= Task requirements =
Put every line of the records below into a numbered list, skipping any blank lines. Leave the pictures out of your answer.

Dataset excerpt:
BEGIN
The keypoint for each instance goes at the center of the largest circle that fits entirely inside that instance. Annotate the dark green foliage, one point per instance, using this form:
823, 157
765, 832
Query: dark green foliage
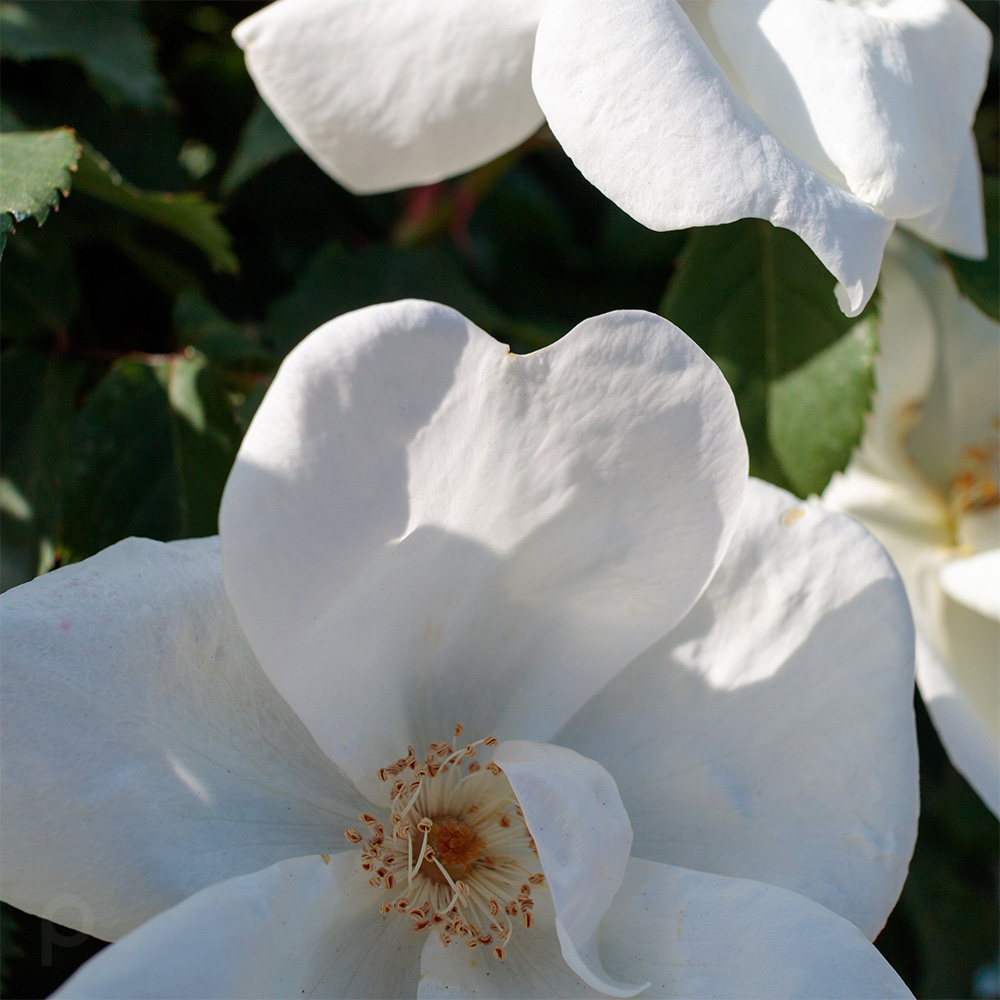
762, 306
143, 322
END
= Finished task =
1. The keypoint for each instance goes at the center of the largest circle that fits entirely inside that instance. Annotate the dark green foliage, one point per instance, using this form:
2. 823, 157
3. 765, 832
4. Query: dark green foliage
5. 762, 306
6. 143, 322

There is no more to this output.